Task to carry out ▸ Please retype every record exactly as it appears, omitting the pictures.

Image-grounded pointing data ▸
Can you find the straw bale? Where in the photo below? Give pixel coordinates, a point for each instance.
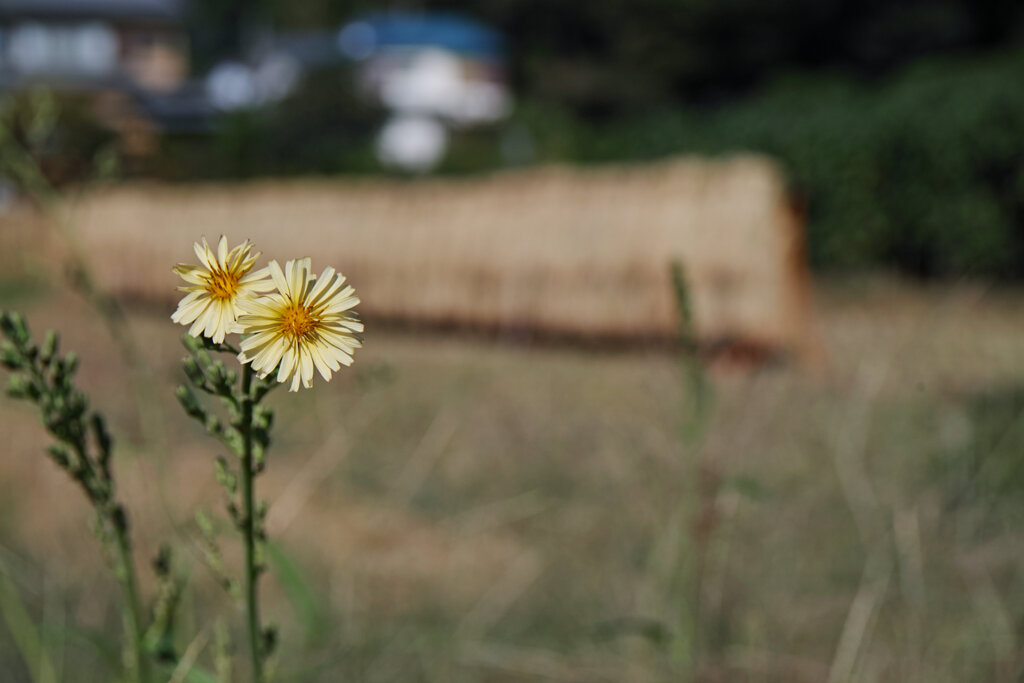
(580, 252)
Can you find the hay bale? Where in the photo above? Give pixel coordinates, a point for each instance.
(556, 250)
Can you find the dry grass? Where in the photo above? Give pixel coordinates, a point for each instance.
(472, 512)
(560, 251)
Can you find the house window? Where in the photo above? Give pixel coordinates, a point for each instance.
(85, 49)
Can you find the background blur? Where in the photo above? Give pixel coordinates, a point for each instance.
(538, 468)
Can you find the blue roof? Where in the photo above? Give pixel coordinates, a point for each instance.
(454, 32)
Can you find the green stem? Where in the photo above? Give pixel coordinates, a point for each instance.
(132, 612)
(249, 527)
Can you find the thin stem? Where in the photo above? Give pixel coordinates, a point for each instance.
(135, 657)
(249, 526)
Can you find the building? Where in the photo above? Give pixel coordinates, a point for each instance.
(129, 57)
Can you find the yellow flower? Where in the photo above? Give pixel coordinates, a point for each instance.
(306, 323)
(217, 287)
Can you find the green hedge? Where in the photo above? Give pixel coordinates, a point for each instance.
(924, 172)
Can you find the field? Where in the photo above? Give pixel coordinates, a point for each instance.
(481, 510)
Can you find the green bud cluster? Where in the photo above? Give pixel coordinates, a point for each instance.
(84, 445)
(244, 426)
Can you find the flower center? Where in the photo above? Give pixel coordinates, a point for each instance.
(222, 285)
(297, 322)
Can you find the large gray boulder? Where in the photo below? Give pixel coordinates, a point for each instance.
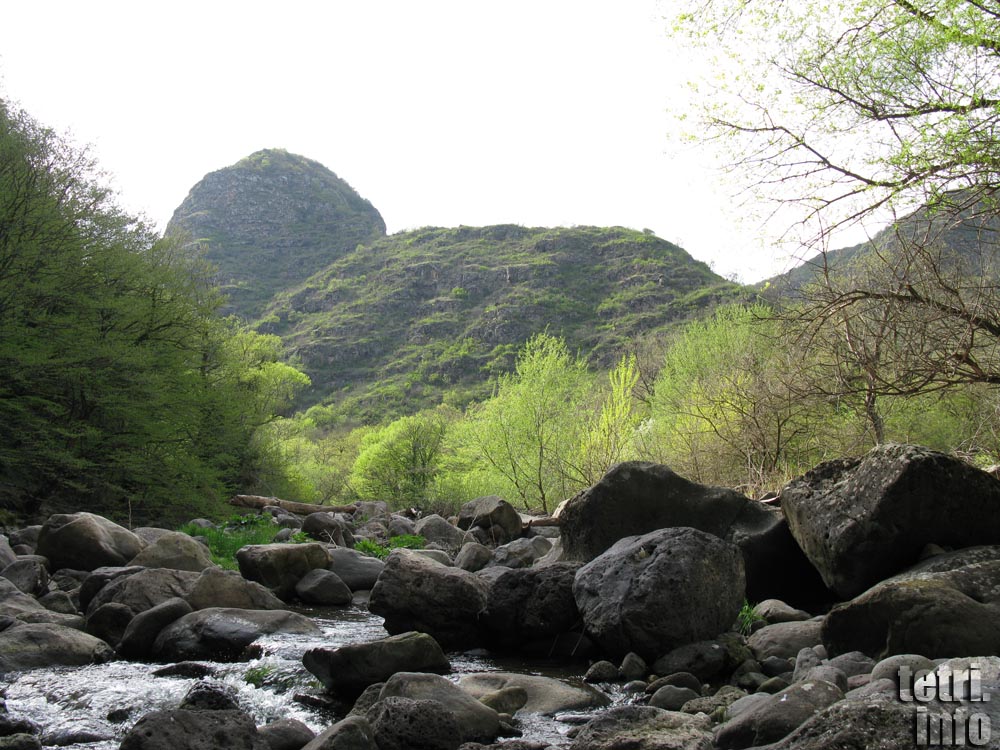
(222, 634)
(348, 670)
(652, 593)
(543, 695)
(281, 566)
(416, 593)
(84, 541)
(477, 722)
(644, 728)
(175, 550)
(34, 645)
(493, 514)
(862, 520)
(637, 497)
(180, 729)
(358, 571)
(531, 605)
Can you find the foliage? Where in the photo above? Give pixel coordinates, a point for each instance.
(224, 543)
(121, 390)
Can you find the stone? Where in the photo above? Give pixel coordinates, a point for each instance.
(30, 646)
(635, 498)
(194, 730)
(85, 541)
(659, 591)
(174, 550)
(644, 728)
(346, 671)
(437, 530)
(323, 587)
(216, 587)
(531, 605)
(476, 722)
(141, 633)
(862, 520)
(494, 514)
(221, 634)
(777, 716)
(415, 593)
(543, 695)
(413, 724)
(286, 734)
(280, 566)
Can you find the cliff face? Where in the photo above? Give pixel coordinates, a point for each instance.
(270, 221)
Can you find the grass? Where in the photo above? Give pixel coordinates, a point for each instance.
(238, 532)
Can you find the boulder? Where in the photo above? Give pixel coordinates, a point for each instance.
(281, 566)
(348, 670)
(30, 646)
(174, 550)
(543, 695)
(352, 733)
(655, 592)
(329, 528)
(216, 587)
(413, 724)
(777, 716)
(436, 530)
(29, 574)
(143, 589)
(222, 634)
(140, 634)
(356, 570)
(85, 541)
(194, 730)
(323, 587)
(644, 728)
(862, 520)
(635, 498)
(534, 604)
(495, 515)
(415, 593)
(476, 722)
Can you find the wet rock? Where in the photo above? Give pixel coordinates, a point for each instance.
(862, 520)
(348, 670)
(415, 593)
(174, 550)
(658, 591)
(194, 730)
(30, 646)
(644, 728)
(221, 634)
(281, 566)
(85, 541)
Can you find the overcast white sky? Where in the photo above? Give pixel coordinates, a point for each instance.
(534, 112)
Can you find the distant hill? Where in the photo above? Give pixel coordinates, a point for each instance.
(272, 220)
(387, 324)
(405, 317)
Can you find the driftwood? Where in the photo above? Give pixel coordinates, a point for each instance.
(304, 509)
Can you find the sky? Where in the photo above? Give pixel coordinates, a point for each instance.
(441, 113)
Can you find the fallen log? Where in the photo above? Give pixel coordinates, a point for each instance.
(303, 509)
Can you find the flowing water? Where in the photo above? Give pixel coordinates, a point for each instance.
(91, 708)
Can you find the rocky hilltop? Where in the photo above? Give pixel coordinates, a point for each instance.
(385, 324)
(272, 220)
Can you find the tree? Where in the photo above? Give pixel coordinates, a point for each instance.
(876, 109)
(528, 431)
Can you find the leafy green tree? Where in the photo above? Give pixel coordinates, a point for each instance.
(528, 432)
(120, 388)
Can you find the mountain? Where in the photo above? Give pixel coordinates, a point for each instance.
(402, 318)
(387, 324)
(270, 221)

Solution for this problem ▸
Can you find the straw bale? Where in the photo below? Give pixel coordinates, a point for each instance.
(580, 252)
Can you find the hay bale? Where in the photo above? Give pixel coordinates, a point for each instance.
(556, 250)
Can you find the dry grass? Where in the photo above? Give pixel coordinates, a point for each instance.
(472, 512)
(560, 251)
Can you find the house window? Where in the photo above? Give pixel coordinates, a point for each instance.
(85, 49)
Can you find the background blur? Where in the photo above? Give pixel coordinates, a point for each instance.
(538, 468)
Can you find the blue roof? Where in the photo above? Give pixel coordinates, a point for each instance.
(454, 32)
Can you find the green stem? Where in the photo above? Give pixel coordinates, a point for each instance.
(132, 612)
(249, 527)
Can you find the thin stem? Where in the photo above? Give pixel coordinates, a point for each instance.
(135, 657)
(249, 526)
Can you find the building? Where in the photo above? Give pixel coordinates, a point for each instance.
(129, 57)
Can you find the yellow flower? Where in the photo above? Give pixel coordinates, a point for each instance.
(306, 323)
(217, 287)
Can you find the green hedge? Where in the photo above? Give pixel coordinates, a point for each instance.
(924, 172)
Can you find the field? Where in the photo above? Give pixel coordinates, a point for each instance.
(481, 510)
Can you find the green bud cluster? Where in the photo above? Give pixel coordinates, a point for each instance.
(84, 445)
(244, 426)
Can you find the flower center? Where in the photo above? Give pixel coordinates, a point for each instance.
(222, 285)
(297, 322)
Can you find the large gray boulder? Where in the photo below? Give pixel coordinates, a point for each instance.
(222, 634)
(348, 670)
(652, 593)
(543, 695)
(281, 566)
(416, 593)
(84, 541)
(477, 722)
(644, 728)
(175, 550)
(34, 645)
(493, 514)
(862, 520)
(637, 497)
(180, 729)
(358, 571)
(531, 605)
Can you find the foliage? Where in the photo above? Give pixel coordinates, a point for each instance.
(224, 543)
(121, 390)
Can you find the stone? Where in the photo above? Give pixel coordinates, a point for each instance.
(30, 646)
(635, 498)
(194, 730)
(85, 541)
(659, 591)
(174, 550)
(644, 728)
(346, 671)
(437, 530)
(323, 587)
(216, 587)
(531, 605)
(476, 722)
(141, 633)
(862, 520)
(494, 514)
(221, 634)
(777, 716)
(415, 593)
(543, 695)
(413, 724)
(286, 734)
(280, 566)
Can you find the cliff face? Where in the photo above? Give pixel coordinates, a point for each instance.
(270, 221)
Can you find the grass? Where in the photo above? Give pixel coordinates, a point for each instance.
(238, 532)
Can you find the boulder? Where in the photo above? Give pixel coordinates, a point for each instance.
(281, 566)
(348, 670)
(30, 646)
(174, 550)
(543, 695)
(352, 733)
(655, 592)
(329, 528)
(216, 587)
(413, 724)
(777, 716)
(436, 530)
(29, 574)
(143, 589)
(222, 634)
(140, 634)
(356, 570)
(85, 541)
(194, 730)
(323, 587)
(644, 728)
(862, 520)
(635, 498)
(534, 604)
(495, 515)
(415, 593)
(476, 722)
Can you find the wet rock? Where in the photo above? Give pixel coordinates, a point for each instance.
(862, 520)
(348, 670)
(415, 593)
(174, 550)
(658, 591)
(194, 730)
(30, 646)
(644, 728)
(221, 634)
(281, 566)
(85, 541)
Can you find the overcast white sky? Where in the photo above? Give pixel coordinates, a point for each instance.
(534, 112)
Can you find the distant hill? Where in the photo above? Give pixel coordinates, a point for each instance.
(272, 220)
(387, 324)
(405, 317)
Can you find the driftwood? Where in the photo above? Give pixel coordinates, a point for each instance.
(304, 509)
Can you find the sky? Where in the photo above? Give pixel coordinates, a point for each instance.
(441, 113)
Can you find the fallen log? Where in the photo above? Give pixel coordinates, a point for each instance.
(303, 509)
Can you find the flowing water? Where in the photo above? Give pixel coordinates, a point for each instance.
(91, 708)
Can you find the rocky hilltop? Where in the photo above? Give pixel coordinates, a point for each instance.
(385, 324)
(272, 220)
Can you find the tree? Where in the photo above? Give pixel coordinates, a point for each instance.
(876, 109)
(528, 431)
Can you find the leafy green tree? Where in the photo above? Give pixel coordinates, a point for each instance.
(528, 432)
(120, 388)
Can you find the mountain? Where in the photo above? Give pixel coordinates, a point for each instance.
(402, 318)
(387, 324)
(270, 221)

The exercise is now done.